What you need to do: Report every line of the data where the string "mountain" appears.

Point localization data
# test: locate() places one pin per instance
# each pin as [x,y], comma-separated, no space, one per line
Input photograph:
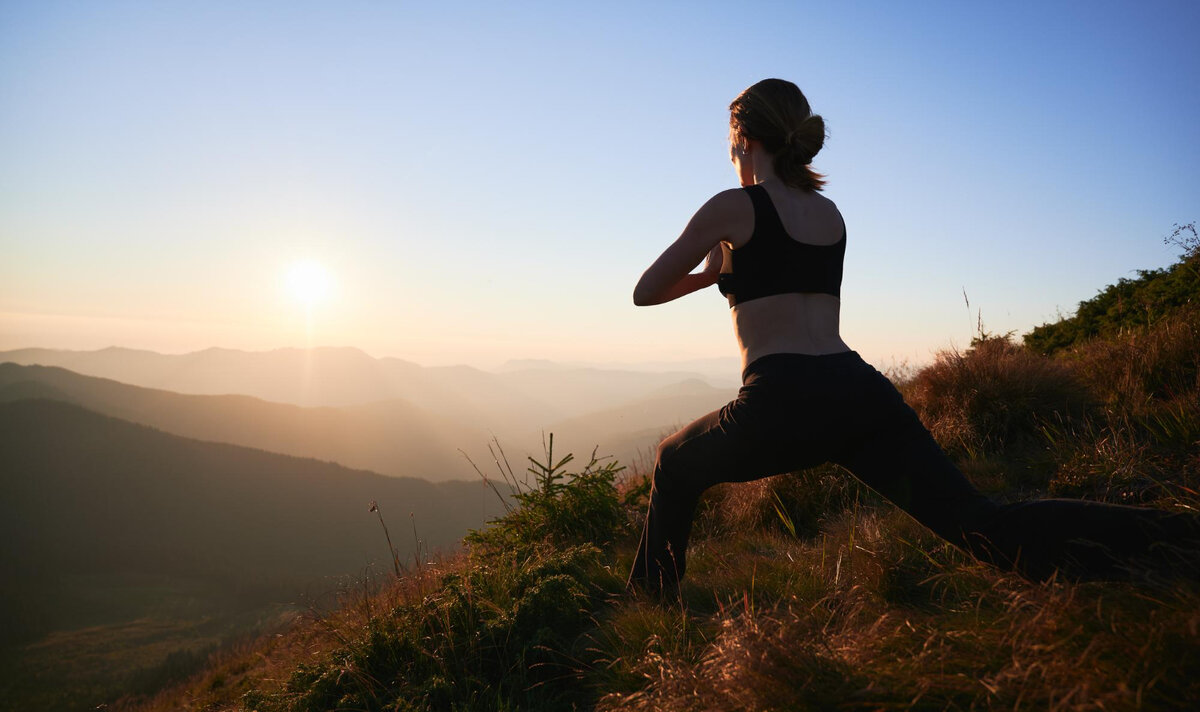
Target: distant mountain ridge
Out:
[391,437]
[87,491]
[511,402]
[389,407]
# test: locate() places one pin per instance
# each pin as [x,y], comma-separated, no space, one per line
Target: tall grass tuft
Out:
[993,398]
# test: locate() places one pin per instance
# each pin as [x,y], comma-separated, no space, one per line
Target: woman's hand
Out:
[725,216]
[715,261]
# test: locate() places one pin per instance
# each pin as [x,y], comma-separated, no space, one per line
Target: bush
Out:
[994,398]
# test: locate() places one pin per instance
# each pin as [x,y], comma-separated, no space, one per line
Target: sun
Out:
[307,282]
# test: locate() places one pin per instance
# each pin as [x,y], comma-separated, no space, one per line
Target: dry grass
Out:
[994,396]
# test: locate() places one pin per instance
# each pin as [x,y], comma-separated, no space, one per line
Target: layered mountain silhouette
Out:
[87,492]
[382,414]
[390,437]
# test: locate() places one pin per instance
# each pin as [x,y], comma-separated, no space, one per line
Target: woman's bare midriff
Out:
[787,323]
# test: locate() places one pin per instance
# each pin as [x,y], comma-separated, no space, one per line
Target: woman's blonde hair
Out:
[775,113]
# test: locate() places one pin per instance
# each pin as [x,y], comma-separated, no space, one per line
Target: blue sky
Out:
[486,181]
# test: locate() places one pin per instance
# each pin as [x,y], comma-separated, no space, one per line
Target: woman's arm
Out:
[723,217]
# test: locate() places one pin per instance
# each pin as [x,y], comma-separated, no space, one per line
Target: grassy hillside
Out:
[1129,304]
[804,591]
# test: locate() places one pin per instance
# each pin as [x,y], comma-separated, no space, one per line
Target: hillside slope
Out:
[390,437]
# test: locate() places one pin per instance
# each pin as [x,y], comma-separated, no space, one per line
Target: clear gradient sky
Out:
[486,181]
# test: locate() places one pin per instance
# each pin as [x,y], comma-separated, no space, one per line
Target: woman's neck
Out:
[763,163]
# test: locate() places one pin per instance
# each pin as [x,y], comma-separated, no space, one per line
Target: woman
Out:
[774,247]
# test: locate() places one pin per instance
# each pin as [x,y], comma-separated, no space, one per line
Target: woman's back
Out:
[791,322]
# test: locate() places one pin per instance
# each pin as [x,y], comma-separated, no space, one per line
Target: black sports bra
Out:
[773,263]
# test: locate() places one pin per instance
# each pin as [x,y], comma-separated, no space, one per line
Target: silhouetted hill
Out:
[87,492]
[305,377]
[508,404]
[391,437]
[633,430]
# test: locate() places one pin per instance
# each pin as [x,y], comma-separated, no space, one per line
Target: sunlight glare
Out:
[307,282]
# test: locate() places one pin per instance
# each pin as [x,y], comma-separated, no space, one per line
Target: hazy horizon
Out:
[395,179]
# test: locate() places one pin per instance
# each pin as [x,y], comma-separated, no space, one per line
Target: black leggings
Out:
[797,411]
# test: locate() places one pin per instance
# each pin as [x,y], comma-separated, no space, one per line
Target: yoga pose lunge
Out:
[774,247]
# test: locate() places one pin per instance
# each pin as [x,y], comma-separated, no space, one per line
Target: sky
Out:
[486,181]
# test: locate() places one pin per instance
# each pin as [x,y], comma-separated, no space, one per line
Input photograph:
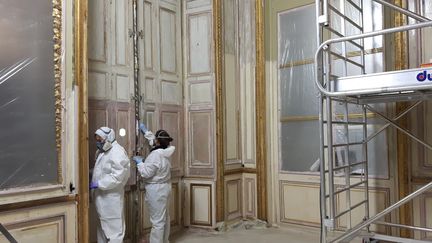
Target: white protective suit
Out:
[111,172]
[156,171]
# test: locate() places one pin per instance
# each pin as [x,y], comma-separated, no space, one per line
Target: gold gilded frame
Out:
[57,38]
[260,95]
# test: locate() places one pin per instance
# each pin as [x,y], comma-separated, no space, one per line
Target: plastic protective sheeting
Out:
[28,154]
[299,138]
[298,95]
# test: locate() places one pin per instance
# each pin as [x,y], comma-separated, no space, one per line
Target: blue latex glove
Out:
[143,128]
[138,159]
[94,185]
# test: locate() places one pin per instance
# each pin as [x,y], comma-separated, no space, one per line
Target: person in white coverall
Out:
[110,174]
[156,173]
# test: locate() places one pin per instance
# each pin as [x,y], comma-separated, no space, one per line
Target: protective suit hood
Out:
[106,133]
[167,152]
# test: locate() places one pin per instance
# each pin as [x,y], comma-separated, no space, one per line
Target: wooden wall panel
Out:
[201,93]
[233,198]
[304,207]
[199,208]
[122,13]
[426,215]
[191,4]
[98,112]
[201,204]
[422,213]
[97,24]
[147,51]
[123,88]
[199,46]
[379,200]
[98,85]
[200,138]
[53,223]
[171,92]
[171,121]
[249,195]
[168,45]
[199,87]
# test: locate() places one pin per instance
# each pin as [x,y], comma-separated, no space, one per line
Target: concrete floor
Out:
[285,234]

==

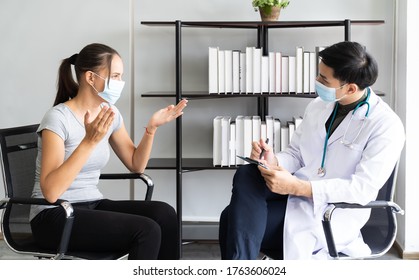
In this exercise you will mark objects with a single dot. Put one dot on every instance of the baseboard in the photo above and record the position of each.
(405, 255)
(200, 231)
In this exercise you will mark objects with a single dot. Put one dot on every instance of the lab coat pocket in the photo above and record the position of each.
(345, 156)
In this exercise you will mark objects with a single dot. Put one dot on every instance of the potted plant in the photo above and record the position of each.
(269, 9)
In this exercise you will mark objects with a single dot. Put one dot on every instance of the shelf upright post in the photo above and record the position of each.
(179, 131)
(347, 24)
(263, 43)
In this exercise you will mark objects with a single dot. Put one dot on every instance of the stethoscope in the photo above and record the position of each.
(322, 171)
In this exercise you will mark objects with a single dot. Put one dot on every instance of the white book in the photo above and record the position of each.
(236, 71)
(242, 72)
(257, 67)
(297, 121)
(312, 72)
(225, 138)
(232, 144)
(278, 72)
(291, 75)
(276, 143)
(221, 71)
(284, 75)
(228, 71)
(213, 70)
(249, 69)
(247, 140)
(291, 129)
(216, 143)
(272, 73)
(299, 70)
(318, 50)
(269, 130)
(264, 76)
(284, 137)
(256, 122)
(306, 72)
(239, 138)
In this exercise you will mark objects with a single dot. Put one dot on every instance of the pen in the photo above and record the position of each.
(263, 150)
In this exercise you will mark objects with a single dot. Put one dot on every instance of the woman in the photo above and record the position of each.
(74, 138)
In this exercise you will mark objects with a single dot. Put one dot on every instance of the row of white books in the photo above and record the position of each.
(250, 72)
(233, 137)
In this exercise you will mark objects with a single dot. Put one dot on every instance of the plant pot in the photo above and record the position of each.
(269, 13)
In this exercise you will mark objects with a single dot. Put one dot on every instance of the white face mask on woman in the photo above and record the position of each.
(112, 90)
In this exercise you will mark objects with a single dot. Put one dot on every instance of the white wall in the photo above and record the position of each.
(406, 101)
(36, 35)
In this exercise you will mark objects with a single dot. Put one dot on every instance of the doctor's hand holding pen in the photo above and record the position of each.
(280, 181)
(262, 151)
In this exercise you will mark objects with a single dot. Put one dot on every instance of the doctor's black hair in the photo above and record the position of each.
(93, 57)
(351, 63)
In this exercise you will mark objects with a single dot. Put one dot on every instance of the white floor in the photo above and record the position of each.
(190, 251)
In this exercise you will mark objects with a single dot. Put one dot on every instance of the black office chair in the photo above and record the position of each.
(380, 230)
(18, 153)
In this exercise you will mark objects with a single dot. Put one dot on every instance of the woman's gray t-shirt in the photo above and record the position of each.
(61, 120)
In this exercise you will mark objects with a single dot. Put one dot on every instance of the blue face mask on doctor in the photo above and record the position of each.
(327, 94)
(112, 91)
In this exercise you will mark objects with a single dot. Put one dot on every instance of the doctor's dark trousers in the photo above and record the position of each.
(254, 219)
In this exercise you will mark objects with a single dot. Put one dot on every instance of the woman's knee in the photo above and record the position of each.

* * *

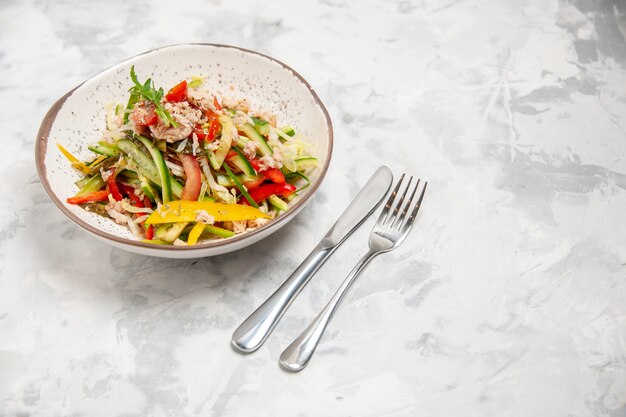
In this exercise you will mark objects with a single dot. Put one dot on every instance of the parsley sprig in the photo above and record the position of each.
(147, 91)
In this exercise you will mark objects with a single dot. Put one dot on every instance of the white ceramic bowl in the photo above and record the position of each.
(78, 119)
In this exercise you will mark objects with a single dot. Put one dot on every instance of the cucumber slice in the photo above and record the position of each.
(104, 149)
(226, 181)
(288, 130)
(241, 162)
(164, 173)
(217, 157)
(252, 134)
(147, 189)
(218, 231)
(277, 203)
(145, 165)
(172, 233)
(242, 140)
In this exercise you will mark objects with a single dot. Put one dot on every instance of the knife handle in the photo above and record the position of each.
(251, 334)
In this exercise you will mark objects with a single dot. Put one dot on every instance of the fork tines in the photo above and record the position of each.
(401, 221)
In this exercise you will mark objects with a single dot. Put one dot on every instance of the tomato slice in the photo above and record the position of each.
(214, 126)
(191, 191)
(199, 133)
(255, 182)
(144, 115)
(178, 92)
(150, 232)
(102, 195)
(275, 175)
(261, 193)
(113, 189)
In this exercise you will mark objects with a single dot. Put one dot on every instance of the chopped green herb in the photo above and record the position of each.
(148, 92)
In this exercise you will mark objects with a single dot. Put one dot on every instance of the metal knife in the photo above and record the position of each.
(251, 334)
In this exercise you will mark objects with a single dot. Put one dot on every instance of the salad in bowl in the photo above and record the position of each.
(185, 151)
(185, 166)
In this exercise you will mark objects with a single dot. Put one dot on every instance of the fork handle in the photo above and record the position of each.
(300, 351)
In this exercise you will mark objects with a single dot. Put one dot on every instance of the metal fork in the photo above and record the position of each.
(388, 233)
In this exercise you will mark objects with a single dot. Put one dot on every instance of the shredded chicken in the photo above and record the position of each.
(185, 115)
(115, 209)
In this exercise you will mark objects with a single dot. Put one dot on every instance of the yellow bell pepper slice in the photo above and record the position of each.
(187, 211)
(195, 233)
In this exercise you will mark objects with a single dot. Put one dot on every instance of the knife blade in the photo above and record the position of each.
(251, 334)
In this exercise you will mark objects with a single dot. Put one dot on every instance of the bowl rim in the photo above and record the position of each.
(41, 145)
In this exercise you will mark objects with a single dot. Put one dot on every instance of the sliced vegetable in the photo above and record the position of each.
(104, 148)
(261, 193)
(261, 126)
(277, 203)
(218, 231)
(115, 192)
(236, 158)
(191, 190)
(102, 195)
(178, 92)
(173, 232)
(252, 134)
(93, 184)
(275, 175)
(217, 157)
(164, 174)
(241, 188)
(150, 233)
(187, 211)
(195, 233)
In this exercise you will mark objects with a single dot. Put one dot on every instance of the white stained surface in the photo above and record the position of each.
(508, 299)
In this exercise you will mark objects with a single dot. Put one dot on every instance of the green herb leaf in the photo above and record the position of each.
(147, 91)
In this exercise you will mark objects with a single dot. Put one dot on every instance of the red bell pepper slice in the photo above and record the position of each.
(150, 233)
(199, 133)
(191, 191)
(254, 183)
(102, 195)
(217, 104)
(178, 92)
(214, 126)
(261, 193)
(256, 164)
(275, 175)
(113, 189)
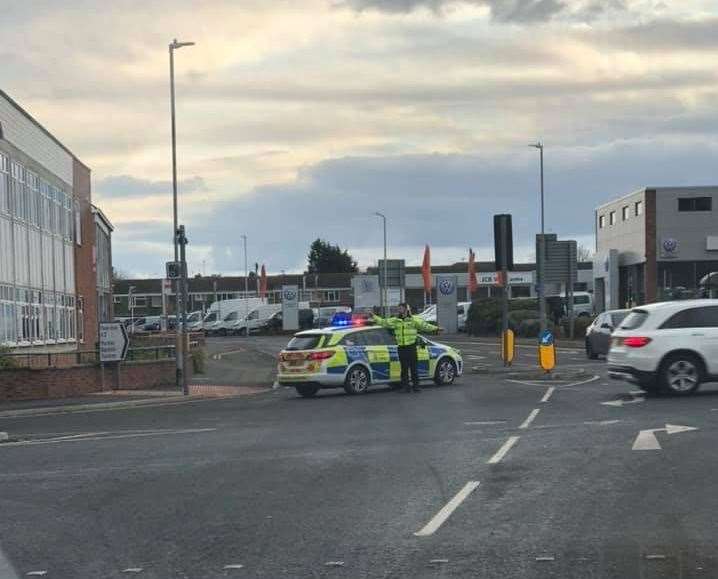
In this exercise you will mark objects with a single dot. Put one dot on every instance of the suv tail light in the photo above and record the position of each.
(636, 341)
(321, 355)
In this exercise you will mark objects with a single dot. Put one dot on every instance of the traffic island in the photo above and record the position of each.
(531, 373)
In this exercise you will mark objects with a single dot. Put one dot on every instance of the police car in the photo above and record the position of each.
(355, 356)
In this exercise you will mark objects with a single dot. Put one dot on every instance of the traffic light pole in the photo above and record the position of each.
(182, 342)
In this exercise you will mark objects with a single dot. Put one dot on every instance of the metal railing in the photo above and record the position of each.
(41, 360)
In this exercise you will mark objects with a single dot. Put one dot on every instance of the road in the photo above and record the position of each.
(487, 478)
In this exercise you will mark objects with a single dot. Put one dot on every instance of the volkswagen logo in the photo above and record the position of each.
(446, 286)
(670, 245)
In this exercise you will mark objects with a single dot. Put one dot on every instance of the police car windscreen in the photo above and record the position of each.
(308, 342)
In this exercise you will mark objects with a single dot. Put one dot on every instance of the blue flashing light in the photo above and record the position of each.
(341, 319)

Task response:
Target: distant mountain ridge
Target: layered mountain silhouette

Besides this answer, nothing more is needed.